Exercise goal: Turn the items below into a numbered list with one line per entry, leaving out any blank lines.

(begin)

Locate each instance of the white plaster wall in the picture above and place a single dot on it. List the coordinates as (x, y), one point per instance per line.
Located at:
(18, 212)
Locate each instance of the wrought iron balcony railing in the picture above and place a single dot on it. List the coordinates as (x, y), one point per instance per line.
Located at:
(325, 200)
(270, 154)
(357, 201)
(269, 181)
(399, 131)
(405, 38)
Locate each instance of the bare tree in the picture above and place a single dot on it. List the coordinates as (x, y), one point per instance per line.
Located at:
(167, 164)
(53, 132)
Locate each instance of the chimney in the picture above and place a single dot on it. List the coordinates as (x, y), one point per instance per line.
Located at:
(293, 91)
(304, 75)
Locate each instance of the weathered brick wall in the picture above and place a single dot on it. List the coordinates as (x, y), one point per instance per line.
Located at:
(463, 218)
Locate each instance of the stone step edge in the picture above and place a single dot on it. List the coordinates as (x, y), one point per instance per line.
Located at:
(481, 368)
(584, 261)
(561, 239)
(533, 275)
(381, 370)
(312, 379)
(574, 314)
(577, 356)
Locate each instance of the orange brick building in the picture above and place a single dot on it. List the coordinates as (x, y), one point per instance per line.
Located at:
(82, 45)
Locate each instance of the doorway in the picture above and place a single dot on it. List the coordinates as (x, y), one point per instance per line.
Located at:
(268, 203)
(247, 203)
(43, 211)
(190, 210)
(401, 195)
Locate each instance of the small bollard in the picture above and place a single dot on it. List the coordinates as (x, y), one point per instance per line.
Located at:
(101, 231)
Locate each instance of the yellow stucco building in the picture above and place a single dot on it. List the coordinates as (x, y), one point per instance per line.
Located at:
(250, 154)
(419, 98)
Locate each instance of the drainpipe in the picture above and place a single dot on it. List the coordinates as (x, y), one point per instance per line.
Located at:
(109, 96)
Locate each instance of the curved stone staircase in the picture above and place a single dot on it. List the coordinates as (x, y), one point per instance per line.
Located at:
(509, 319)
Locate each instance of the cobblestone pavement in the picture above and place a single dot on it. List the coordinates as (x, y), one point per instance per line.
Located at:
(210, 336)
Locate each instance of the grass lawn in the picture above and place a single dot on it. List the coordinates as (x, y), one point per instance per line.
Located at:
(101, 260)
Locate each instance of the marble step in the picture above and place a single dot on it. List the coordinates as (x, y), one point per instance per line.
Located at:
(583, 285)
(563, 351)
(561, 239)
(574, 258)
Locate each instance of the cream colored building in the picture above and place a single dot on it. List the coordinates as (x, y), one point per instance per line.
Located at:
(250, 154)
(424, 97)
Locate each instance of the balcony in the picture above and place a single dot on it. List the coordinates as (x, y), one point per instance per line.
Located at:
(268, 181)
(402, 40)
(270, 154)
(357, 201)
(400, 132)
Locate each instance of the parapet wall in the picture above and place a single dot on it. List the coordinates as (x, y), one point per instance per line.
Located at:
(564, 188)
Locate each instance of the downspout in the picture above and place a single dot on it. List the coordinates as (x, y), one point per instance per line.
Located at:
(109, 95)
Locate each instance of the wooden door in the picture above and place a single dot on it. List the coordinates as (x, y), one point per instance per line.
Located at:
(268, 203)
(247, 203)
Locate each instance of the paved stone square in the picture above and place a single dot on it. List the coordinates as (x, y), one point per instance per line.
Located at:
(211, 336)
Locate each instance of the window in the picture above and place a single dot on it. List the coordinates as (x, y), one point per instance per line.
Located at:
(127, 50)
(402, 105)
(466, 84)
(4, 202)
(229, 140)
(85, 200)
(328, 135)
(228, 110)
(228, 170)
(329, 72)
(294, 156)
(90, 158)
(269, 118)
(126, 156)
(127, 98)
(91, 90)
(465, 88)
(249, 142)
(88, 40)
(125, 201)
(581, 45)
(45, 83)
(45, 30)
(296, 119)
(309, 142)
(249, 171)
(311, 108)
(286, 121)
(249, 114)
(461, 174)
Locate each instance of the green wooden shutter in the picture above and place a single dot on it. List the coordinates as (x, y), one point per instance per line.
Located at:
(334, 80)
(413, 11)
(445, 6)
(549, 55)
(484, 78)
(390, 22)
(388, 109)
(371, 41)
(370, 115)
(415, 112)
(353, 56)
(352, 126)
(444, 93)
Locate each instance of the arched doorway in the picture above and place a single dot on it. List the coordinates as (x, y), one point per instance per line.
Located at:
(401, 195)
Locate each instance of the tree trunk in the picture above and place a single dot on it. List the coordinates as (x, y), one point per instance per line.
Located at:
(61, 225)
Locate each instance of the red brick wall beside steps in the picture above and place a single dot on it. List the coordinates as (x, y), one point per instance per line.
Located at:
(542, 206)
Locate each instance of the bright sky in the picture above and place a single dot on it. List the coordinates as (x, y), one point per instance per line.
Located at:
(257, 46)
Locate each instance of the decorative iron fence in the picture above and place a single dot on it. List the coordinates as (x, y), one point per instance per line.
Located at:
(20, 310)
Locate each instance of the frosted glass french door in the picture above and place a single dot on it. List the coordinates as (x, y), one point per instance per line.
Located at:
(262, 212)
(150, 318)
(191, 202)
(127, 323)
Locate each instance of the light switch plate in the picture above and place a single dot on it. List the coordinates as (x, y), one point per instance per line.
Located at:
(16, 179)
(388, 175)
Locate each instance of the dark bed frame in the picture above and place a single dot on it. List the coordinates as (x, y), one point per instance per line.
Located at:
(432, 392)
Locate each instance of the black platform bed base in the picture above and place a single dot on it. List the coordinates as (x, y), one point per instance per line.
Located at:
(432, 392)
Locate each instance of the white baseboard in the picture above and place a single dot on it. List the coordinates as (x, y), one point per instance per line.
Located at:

(end)

Answer for the task:
1. Locate each instance of the white plaster wall in the picture above and place a single dot on it. List the coordinates as (x, y), one point per instance per line.
2. Located at:
3. (18, 212)
4. Locate each instance of the wrought iron balcony railing in the picture above and place a single dot on it. List the coordinates as (x, y), one point per instance per line.
5. Located at:
6. (325, 200)
7. (270, 154)
8. (357, 201)
9. (269, 181)
10. (399, 131)
11. (405, 38)
12. Locate each instance of the bare tree in the picture above and place a single dot on it. List the coordinates as (x, y), one point per instance per line.
13. Located at:
14. (167, 164)
15. (53, 132)
16. Locate each instance of the chimney in the picture above and place a single dot on it. List the coordinates as (x, y), one point per instance per line.
17. Located at:
18. (293, 91)
19. (304, 75)
20. Locate each instance of the weathered brick wall in the picture above and place a single dot on it. List the coordinates as (x, y), one point per instance per line.
21. Located at:
22. (463, 218)
23. Locate each instance of the stone step edge in the picture above and place a single dot on it. List the coordinates as (x, y), one point per instance per line.
24. Located at:
25. (481, 368)
26. (584, 261)
27. (561, 239)
28. (533, 275)
29. (381, 370)
30. (312, 379)
31. (574, 314)
32. (577, 356)
33. Locate each instance of the orange brick building in the picture above and place a single dot on it. List the coordinates as (x, y), one point per instance per line.
34. Located at:
35. (82, 45)
36. Locate each instance of the doorway in the picture above and place a single dot on it. List the coordinates as (x, y), one point per instance per line.
37. Located at:
38. (268, 203)
39. (247, 203)
40. (43, 211)
41. (190, 210)
42. (401, 195)
43. Locate each instance of the small bollard in the picture above and place a single dot on it. List the coordinates as (x, y), one point per instance per line.
44. Located at:
45. (101, 231)
46. Locate each instance of the yellow stucco building in the picture above and place a single dot on it. List the coordinates as (x, y), one point per instance per line.
47. Located at:
48. (250, 154)
49. (419, 98)
50. Locate each instance of the drainpipe in the picture above and place a single dot on it. List the coordinates as (x, y), one point per instance per line.
51. Located at:
52. (109, 96)
53. Locate each instance of the curved stone staircase in the picture above and place a single dot on it. List the coordinates as (x, y), one point per instance per line.
54. Located at:
55. (509, 319)
56. Locate each instance of the cobblestone pavement in the picture above and place a single dot on it. List the coordinates as (x, y), one point per instance per line.
57. Located at:
58. (210, 336)
59. Locate each instance of the grass lawn in the picture above and place a single dot on it. List the coordinates as (x, y), one point per instance per line.
60. Located at:
61. (101, 260)
62. Locate each instance of the marble step in the picture above and place a single dot on it. List the coordinates as (x, y), one point per instance per line.
63. Located at:
64. (583, 285)
65. (563, 351)
66. (561, 239)
67. (574, 258)
68. Locate each instance of the cream colored building in the picture above and place a single dot on it. List the coordinates as (x, y), one point per instance per line.
69. Located at:
70. (250, 154)
71. (424, 97)
72. Locate each instance of the balcony in the picture above and place a single dot on it. List the coordinates as (x, y), one point per instance per line.
73. Located at:
74. (268, 181)
75. (402, 40)
76. (270, 154)
77. (357, 201)
78. (400, 132)
79. Locate each instance of the parapet wall in the picture above and place a single dot on it. List the coordinates as (x, y), one point per instance per line.
80. Located at:
81. (564, 188)
82. Locate each instance of the downspout in the picture above and place a single dot on it. List the coordinates as (x, y), one point per instance per line.
83. Located at:
84. (109, 95)
85. Locate each instance of the wooden door in the picture above and place a single dot on it. List the coordinates as (x, y), one point per instance per line.
86. Located at:
87. (268, 203)
88. (247, 203)
89. Locate each instance of the paved stone square in the picture above and place a single dot on it. List the coordinates as (x, y), one point per instance per line.
90. Located at:
91. (211, 336)
92. Locate each instance of the window in the picture above and place a single dot on it. List the coordinates as (x, y), one point per instance per line.
93. Located at:
94. (127, 50)
95. (402, 105)
96. (466, 84)
97. (4, 202)
98. (229, 140)
99. (85, 200)
100. (328, 135)
101. (228, 110)
102. (228, 170)
103. (329, 72)
104. (294, 156)
105. (90, 158)
106. (269, 118)
107. (126, 156)
108. (127, 98)
109. (91, 90)
110. (465, 88)
111. (249, 142)
112. (88, 40)
113. (125, 201)
114. (581, 45)
115. (45, 83)
116. (45, 30)
117. (296, 119)
118. (309, 142)
119. (249, 171)
120. (311, 108)
121. (286, 121)
122. (249, 114)
123. (461, 174)
124. Locate each instance of the green wooden shutter in the picture above and place a single dot on it. List the coordinates as (x, y), one point per instance per line.
125. Located at:
126. (334, 80)
127. (413, 11)
128. (445, 6)
129. (549, 55)
130. (484, 78)
131. (390, 22)
132. (388, 109)
133. (371, 41)
134. (370, 115)
135. (415, 112)
136. (353, 56)
137. (352, 126)
138. (444, 93)
139. Locate each instance of the arched doorway in the picture above and place a single dot on it. List the coordinates as (x, y), one point per instance per line.
140. Located at:
141. (401, 195)
142. Locate each instance of the tree trunk in the picture above and place a single dot on it. List the coordinates as (x, y), one point per instance per line.
143. Located at:
144. (61, 225)
145. Locate each instance of the red brick wall beside steps in the picture above and place a single dot on it. List the coordinates as (x, y), one point per instance per line.
146. Located at:
147. (542, 206)
148. Locate each instance of the bright sky in the picture above and place a single dot on it. List the coordinates as (x, y), one point per instance per line.
149. Located at:
150. (257, 46)
151. Locate each instance of the decorative iron fence in the picture above and place a single dot on it. List the coordinates as (x, y), one point per instance per line.
152. Located at:
153. (20, 310)
154. Locate each instance of the frosted glass french door in the picture above and place a single dot on it. List the coordinates as (x, y), one point per instance per line.
155. Located at:
156. (262, 212)
157. (150, 318)
158. (191, 202)
159. (127, 323)
160. Locate each instance of the light switch plate in the picture above and place a single dot on it. List the coordinates as (x, y), one point per instance per line.
161. Located at:
162. (16, 179)
163. (388, 175)
164. Locate each instance of the dark bed frame in the picture above and place a single dot on it. List the coordinates as (x, y), one point per instance per line.
165. Located at:
166. (432, 392)
167. Locate each instance of the black platform bed base in the picture above and place a single dot on it. List the coordinates as (x, y), one point per instance per line.
168. Located at:
169. (432, 392)
170. Locate each instance of the white baseboard in the picture above and place a single dot on it. List the coordinates as (x, y), one point per instance per line.
171. Located at:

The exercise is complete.